## EXERCISE BRIEF
A word-for-word copy of the entries below is required.

## RECORDS TO USE
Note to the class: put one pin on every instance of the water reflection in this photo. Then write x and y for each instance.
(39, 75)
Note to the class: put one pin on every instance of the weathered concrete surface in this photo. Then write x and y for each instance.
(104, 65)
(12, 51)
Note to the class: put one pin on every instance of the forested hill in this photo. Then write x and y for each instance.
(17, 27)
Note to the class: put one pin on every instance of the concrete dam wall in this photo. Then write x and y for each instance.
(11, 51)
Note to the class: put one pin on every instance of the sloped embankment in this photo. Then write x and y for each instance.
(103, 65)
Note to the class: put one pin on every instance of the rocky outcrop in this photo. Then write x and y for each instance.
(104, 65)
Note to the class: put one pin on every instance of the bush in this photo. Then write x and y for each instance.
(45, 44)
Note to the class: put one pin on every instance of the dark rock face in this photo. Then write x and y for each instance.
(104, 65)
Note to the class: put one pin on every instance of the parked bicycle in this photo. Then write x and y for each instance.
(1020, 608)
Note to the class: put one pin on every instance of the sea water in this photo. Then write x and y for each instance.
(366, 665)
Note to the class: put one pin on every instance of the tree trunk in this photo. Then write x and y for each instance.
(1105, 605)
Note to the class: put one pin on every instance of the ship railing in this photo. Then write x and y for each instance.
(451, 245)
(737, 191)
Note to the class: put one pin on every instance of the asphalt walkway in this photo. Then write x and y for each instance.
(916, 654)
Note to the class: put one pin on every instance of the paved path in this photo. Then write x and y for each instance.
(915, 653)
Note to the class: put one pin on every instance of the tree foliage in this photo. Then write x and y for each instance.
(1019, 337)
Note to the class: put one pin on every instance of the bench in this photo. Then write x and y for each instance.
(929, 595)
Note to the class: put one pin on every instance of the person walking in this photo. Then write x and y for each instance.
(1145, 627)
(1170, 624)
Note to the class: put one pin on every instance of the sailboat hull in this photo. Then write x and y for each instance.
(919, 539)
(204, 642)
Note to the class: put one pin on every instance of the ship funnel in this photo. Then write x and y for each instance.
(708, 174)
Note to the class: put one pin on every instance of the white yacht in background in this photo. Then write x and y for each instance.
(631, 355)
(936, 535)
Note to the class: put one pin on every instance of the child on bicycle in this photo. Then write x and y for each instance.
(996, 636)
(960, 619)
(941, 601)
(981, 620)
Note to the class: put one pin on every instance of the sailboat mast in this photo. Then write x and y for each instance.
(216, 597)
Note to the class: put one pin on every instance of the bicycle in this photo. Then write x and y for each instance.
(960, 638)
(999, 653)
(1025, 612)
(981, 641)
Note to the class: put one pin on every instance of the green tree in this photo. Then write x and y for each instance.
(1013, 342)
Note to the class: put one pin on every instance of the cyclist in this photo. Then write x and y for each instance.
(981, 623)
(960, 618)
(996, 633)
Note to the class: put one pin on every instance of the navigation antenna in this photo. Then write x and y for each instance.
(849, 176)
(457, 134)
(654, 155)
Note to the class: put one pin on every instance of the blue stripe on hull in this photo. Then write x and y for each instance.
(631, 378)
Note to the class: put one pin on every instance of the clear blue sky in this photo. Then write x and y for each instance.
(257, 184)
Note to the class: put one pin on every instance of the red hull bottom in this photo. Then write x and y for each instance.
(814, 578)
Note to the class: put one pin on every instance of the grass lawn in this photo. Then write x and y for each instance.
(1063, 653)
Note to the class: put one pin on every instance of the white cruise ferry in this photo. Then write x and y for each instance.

## FINAL ANSWER
Note to the class: put one pin on every instance of the water reflection in this photo. Then write x and y for each instance.
(39, 75)
Note to the class: put one pin on every instance of the weathered concrete surface in this photo. Then write x and y for each instance.
(104, 65)
(12, 51)
Note to the class: put one pin on every instance of the forested hill in this photo. Then write x and y for each instance.
(17, 27)
Note to the class: put one pin on every instance of the concrete dam wall in this photo. Then write x and y for each instance.
(11, 51)
Note to the class: put one pin on every instance of the sloped embankment in this photo. Then write x and y for each instance.
(103, 65)
Note to the class: put one pin on every instance of the rocky outcrop in this photo. Then write x and y for each instance.
(104, 65)
Note to the class: put one pin on every instance of the bush in this photo. Then write x and y for each instance.
(45, 44)
Note to the class: put one pin on every instance of the dark rock face in this photo. Then write x and y for each instance.
(104, 65)
Note to the class: put one pin on every instance of the parked bicycle in this photo. Then write x and y for each instance.
(1020, 608)
Note to the class: put one pin on every instance of the sea water in this photo. Then write x and y for each instance.
(366, 665)
Note to the class: put one pin on every instance of the tree trunk in this photo. Then write x and y for each instance.
(1105, 605)
Note to the class: put one pin on every instance of the ship railing in this photo. Then write x and y for each instance.
(451, 245)
(737, 191)
Note to the class: put one pin on every instance of the asphalt walkway in this photo. Then write x and y for each instance.
(916, 654)
Note to the class: put one pin on every instance of the paved path in this photo. Then write x and y for each instance.
(915, 653)
Note to the class: put one pin on every instance of the tree foliage in this photo. Then write x and y for each instance.
(1019, 337)
Note to the class: put one pin on every instance of the bench in this photo. Then write x and y for each instance.
(929, 595)
Note to the class: put one pin on every instance of the person walking in this photo. Then write x and y for each instance.
(1145, 627)
(1170, 624)
Note to the class: put one pin on every instance of the sailboat hull in this photo. Then write x and y for each instance.
(919, 539)
(204, 642)
Note to the class: put one pin on every instance of the ship funnel in this photo. Then write x and y for each instance.
(708, 174)
Note to the class: put one pin on every instance of the white yacht in background in this photo. Then write x and y for each instance.
(631, 355)
(936, 535)
Note to the class: put one pin on every instance of the child on bicycle in this photo. Then write x and y for each instance.
(996, 636)
(960, 619)
(941, 601)
(981, 620)
Note to the class: put one pin on every instance of the sailboat mast in this photo. Then write x and y for each instance.
(216, 597)
Note to the class: put one pin on every instance of the bicycle in this photo. Then write x and y for each instance.
(960, 638)
(999, 653)
(1025, 612)
(981, 641)
Note to the class: put one pin on every instance of the green tree in this photo. Then write x and y for each instance.
(1013, 342)
Note to the class: put one pin on every instance of the cyclist in this photo. Then write x and y for each instance.
(981, 623)
(960, 618)
(996, 633)
Note to the class: put one pin on every instance of the navigation antenna in this photo. Then write x and y for each instance.
(849, 176)
(457, 134)
(654, 155)
Note to the class: put one pin on every instance of the blue stripe on hull in this photo. Then write x and y for each instance.
(631, 378)
Note to the class: put one pin on every instance of the clear blue sky in this photo. Then write x and y for each instance.
(257, 184)
Note to the class: put one pin on every instance of the red hull bottom in this photo. Then write x and y for each instance.
(814, 578)
Note to the class: put one pin on every instance of the grass lawn in this photo. Then write x and y for each instance.
(1063, 653)
Note to the class: put one pin on every instance of the white cruise ferry in this photo. Then write x and y for each instance.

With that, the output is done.